(Rows from a dataset)
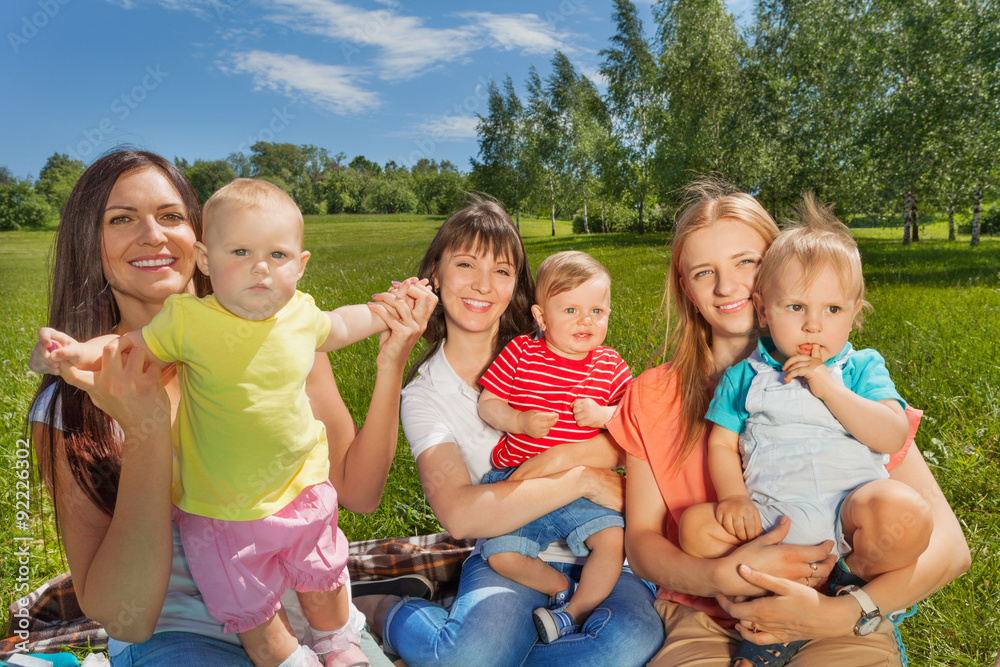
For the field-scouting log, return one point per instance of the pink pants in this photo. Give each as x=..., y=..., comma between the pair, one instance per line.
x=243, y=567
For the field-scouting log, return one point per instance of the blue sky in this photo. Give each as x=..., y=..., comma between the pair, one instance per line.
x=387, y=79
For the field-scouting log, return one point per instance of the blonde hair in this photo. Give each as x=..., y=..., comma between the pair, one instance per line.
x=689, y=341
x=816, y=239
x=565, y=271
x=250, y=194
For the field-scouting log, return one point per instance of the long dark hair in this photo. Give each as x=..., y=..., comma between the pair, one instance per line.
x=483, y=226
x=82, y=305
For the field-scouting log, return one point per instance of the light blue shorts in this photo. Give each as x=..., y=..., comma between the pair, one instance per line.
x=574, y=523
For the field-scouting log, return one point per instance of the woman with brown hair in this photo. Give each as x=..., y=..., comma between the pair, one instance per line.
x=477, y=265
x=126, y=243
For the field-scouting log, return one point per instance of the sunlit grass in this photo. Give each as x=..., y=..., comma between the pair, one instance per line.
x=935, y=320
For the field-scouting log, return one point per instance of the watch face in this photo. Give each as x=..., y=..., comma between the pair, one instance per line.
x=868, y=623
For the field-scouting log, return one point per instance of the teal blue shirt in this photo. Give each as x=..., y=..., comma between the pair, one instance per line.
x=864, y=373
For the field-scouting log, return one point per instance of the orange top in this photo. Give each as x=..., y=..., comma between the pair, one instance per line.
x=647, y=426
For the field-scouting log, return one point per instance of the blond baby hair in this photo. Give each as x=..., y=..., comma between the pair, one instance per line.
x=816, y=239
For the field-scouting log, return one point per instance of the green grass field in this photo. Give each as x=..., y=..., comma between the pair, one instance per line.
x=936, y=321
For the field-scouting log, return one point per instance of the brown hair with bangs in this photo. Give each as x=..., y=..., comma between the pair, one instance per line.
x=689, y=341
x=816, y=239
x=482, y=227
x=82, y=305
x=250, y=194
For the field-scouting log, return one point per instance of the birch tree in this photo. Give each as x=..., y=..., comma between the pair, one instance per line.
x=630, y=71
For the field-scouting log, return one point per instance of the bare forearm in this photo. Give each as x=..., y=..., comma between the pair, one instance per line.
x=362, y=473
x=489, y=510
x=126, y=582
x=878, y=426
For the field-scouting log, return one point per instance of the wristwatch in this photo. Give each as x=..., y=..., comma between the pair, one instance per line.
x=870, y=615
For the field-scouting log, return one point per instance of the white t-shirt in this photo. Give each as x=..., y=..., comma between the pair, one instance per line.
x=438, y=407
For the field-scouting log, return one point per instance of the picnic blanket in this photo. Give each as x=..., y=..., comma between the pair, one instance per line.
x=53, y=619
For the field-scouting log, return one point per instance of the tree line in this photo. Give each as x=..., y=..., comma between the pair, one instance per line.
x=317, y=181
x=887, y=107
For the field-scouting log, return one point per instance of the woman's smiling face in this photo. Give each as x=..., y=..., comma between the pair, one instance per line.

PROBLEM> Render every line of the listing above as a numbered list, omitting any blank lines. Leave the pictures out of your answer.

OUTPUT OF THE EXERCISE>
1. For the field-scouting log, return one point per instance of the pink pants in this photo. Give each as x=..., y=..., comma between the pair, one instance per line.
2. x=243, y=567
3. For the field-scouting log, return one point per instance of the blue sky in this photo. Give each as x=..., y=..., comma between the pair, one instance per line.
4. x=387, y=79
5. For the field-scouting log, return one point per instance of the blonde hair in this photo. Give each as x=..., y=..., comma between the pair, one instance per line.
6. x=689, y=341
7. x=816, y=239
8. x=565, y=271
9. x=250, y=194
10. For the field-scouting log, return one point per instance of the long dark hair in this photo. Give each as x=..., y=..., comma between the pair, one instance per line.
11. x=483, y=226
12. x=82, y=305
13. For the field-scouting log, return one point per instance of the light blue shorts in this photo. Give each as x=..., y=..., comma between the pair, one instance per line.
14. x=574, y=523
15. For the field-scouting log, return one point per instance of the woman with brown hair in this photo. Give each as x=..., y=..., comma between the pair, one instance per line.
16. x=477, y=265
17. x=126, y=243
18. For the field-scouting log, return one point per instance of the sunlit grass in this photo. Give each as x=..., y=..., comma between the pair, one instance per line.
19. x=935, y=320
20. For the field-scouting log, return one point per instance of the watch face in this photo. Give each as x=..., y=..., comma between the pair, one instance per line.
21. x=868, y=623
22. For the field-scouting log, return one point per instance of the teal blue shirt in this photo. Give each as x=..., y=..., comma between the pair, one instance per line.
23. x=864, y=373
24. For the field-scouting log, return one point per instance of the orange top in this photo. Give each as x=..., y=..., comma between the pair, one instance per line.
25. x=647, y=426
26. For the field-scouting log, return one point per instance of the blond baby hair in this photo. Give each as x=..., y=..., comma between the pair, one instance per line.
27. x=816, y=239
28. For the field-scouting log, return one point per instance of the green grass field in this photo. Give each as x=..., y=..., comma between the pair, one instance per line.
29. x=936, y=321
30. For the field-scouting log, return one point per instance of the brown hair with bangs in this photo. Give each as x=..., y=..., comma between the pair, one instance per line.
31. x=689, y=341
32. x=816, y=239
33. x=482, y=227
34. x=82, y=305
35. x=250, y=194
36. For the field-scouting log, return one point per instance of the birch tree in this photo. Give each as x=..., y=..., comma between the pair, one instance per line.
37. x=630, y=71
38. For the field-scouting log, return one point per instance of the bare forearm in this photo. Give each as x=..., y=..., comma between the pair, one instance per line.
39. x=362, y=473
40. x=489, y=510
41. x=126, y=582
42. x=878, y=426
43. For the field-scouting log, return one point per instance of the wristwatch in this photo. Give each as x=..., y=..., comma between the pair, one instance per line.
44. x=870, y=615
45. For the field-scouting log, return one point per instance of the white t-shirt in this photo. Give each as x=..., y=..., comma between the pair, one instance per line.
46. x=438, y=407
47. For the field-scouting log, return one point per instance of the picnic blanket in this photo. Give each as x=..., y=..., comma between the pair, one instance per line.
48. x=53, y=619
49. For the field-scouting log, return one point per instance of the tree line in this photo. Give each as x=..., y=..., comma between the pair, one instance per line.
50. x=317, y=181
51. x=887, y=107
52. For the field-scouting log, return one point per instance of the woman's smiling face in this photo. Give each as x=..., y=..., comma between the pair, one instance per line.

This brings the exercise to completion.